═══ MATERIAL FOR THIS TASK

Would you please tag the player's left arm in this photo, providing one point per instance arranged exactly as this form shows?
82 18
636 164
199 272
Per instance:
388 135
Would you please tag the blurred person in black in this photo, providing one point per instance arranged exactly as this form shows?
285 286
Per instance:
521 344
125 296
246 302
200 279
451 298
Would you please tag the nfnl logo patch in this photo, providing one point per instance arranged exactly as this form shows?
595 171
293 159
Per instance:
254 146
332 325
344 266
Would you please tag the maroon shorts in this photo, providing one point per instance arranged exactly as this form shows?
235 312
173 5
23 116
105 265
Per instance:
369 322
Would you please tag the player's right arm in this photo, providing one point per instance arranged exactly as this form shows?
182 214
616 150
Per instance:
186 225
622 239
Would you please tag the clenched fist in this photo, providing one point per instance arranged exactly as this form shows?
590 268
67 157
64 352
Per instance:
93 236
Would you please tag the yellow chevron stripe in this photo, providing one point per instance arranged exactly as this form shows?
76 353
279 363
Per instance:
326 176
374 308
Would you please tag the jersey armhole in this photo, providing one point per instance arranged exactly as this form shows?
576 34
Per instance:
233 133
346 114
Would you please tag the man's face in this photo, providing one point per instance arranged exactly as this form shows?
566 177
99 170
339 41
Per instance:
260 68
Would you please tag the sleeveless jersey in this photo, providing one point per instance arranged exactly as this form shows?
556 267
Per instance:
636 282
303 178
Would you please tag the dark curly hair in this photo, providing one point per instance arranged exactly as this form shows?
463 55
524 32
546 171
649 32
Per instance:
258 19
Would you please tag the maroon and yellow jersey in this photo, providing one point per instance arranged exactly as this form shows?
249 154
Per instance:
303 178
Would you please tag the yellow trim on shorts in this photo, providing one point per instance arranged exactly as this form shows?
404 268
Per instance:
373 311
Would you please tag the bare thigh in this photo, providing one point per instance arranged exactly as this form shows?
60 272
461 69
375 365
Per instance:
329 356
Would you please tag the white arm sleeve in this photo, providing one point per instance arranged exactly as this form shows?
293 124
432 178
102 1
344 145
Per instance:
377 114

══════

* ASSIGNMENT *
Please return a copy of each line in the entries that has the string "player".

* RESULT OF THIS EXERCISE *
Would you please tag the player's left arm in this photo, providing one point per instance arranged exactly as this form shows?
Would you please tag the player's right arm in this photo, providing one point per instance arranged exactly as this form shows?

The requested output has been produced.